● **Text shown**
=====
Re: Hadoop 2 compatibility issues

Posted by Josh Elser <jo...@gmail.com>.

I'm not sure what the "best" solution would be, but I'd easily assume 
any worthwhile solution would extend the 1.5.0 release date even farther 
than I'd be happy about. So, by that stance, I'm for #4 or another quick 
fix, even if it does perpetuate some sort of "hack".

On 05/14/2013 07:09 PM, Benson Margulies wrote:
> I just doesn't make very much sense to me to have two different GAV's
> for the very same .class files, just to get different dependencies in
> the poms. However, if someone really wanted that, I'd look to make
> some scripting that created this downstream from the main build.
This makes sense to me. Although, I don't know exactly how one would go 
about doing this, I trust Benson enough not to throw something 
non-feasible at us :)

Re: Hadoop 2 compatibility issues

Posted by Adam Fuchs <af...@apache.org>.

I also just snuck in that Hadoop 1/2 compatibility fix with JobContext
(ACCUMULO-1421). Not sure if that's the only change needed, but it should
be a step forward.

Adam



On Thu, May 16, 2013 at 11:23 AM, Eric Newton <er...@gmail.com> wrote:

> I've snuck some necessary changes in... doing integration testing on it
> right now.
>
> -Eric
>
>
>
> On Wed, May 15, 2013 at 8:03 PM, John Vines <vi...@apache.org> wrote:
>
> > I will gladly do it next week, but I'd rather not have it delay the
> > release. The question from there is, is doing this type of packaging
> change
> > too large to put in 1.5.1?
> >
> >
> > On Wed, May 15, 2013 at 2:44 PM, Christopher <ct...@apache.org>
> wrote:
> >
> > > So, I think that'd be great, if it works, but who is willing to do
> > > this work and get it in before I make another RC?
> > > I'd like to cut RC3 tomorrow if I have time. So, feel free to patch
> > > these in to get it to work before then... or, by the next RC if RC3
> > > fails to pass a vote.
> > >
> > > --
> > > Christopher L Tubbs II
> > > http://gravatar.com/ctubbsii
> > >
> > >
> > > On Wed, May 15, 2013 at 5:31 PM, Adam Fuchs <af...@apache.org> wrote:
> > > > It seems like the ideal option would be to have one binary build that
> > > > determines Hadoop version and switches appropriately at runtime. Has
> > > anyone
> > > > attempted to do this yet, and do we have an enumeration of the places
> > in
> > > > Accumulo code where the incompatibilities show up?
=====
● **Given exercise 1**
Quote the mailing list thread on Hadoop 2 compatibility between "I also just" and "a step forward.", inclusive.
● **Given exercise 2**
Write what comes next in the mailing list thread on Hadoop 2 compatibility, picking up after its final line.
The entries after this point come from a different source than the mailing list thread.

(Records from a data collection)
=====
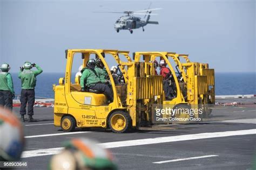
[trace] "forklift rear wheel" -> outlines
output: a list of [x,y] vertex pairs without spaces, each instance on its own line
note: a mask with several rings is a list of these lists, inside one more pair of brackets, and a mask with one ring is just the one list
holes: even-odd
[[61,127],[63,131],[71,132],[76,128],[76,120],[71,116],[64,116],[62,119]]
[[132,120],[130,115],[122,111],[113,112],[109,119],[109,124],[114,133],[123,133],[130,129]]
[[189,114],[186,113],[185,110],[190,109],[190,107],[186,104],[179,104],[176,106],[177,109],[175,115],[173,117],[179,118],[189,119],[191,117]]

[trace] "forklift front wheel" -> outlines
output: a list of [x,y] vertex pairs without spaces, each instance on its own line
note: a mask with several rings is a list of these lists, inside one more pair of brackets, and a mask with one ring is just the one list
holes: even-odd
[[131,119],[130,115],[122,111],[113,112],[109,119],[109,124],[114,133],[123,133],[130,129]]
[[62,118],[61,127],[63,131],[71,132],[76,128],[76,120],[71,116],[64,116]]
=====
● **Exercise result 1**
I also just snuck in that Hadoop 1/2 compatibility fix with JobContext
(ACCUMULO-1421). Not sure if that's the only change needed, but it should
be a step forward.

● **Exercise result 2**
> > > >
> > > > One of the incompatibilities is in
> > org.apache.hadoop.mapreduce.JobContext
> > > > switching between an abstract class and an interface. This can be
> fixed
> > > > with something to the effect of:
> > > >
> > > >   public static Configuration getConfiguration(JobContext context) {
> > > >     Impl impl = new Impl();
> > > >     Configuration configuration = null;
> > > >     try {
> > > >       Class c =
> > > >
> > >
> >
> TestCompatibility.class.getClassLoader().loadClass("org.apache.hadoop.mapreduce.JobContext");
> > > >       Method m = c.getMethod("getConfiguration");
> > > >       Object o = m.invoke(context, new Object[0]);
> > > >       configuration = (Configuration)o;
> > > >     } catch (Exception e) {
> > > >       throw new RuntimeException(e);
> > > >     }
> > > >     return configuration;
> > > >   }
> > > >
> > > > Based on a test I just ran, using that getConfiguration method
> instead
> > of
> > > > just calling the getConfiguration method on context should avoid the
> > one
> > > > incompatibility. Maybe with a couple more changes like that we can
> get
> > > down
> > > > to one bytecode release for all known Hadoop versions?
> > > >
> > > > Adam
> > >
> >
>

Re: Hadoop 2 compatibility issues

Posted by Eric Newton <er...@gmail.com>.

I've snuck some necessary changes in... doing integration testing on it
right now.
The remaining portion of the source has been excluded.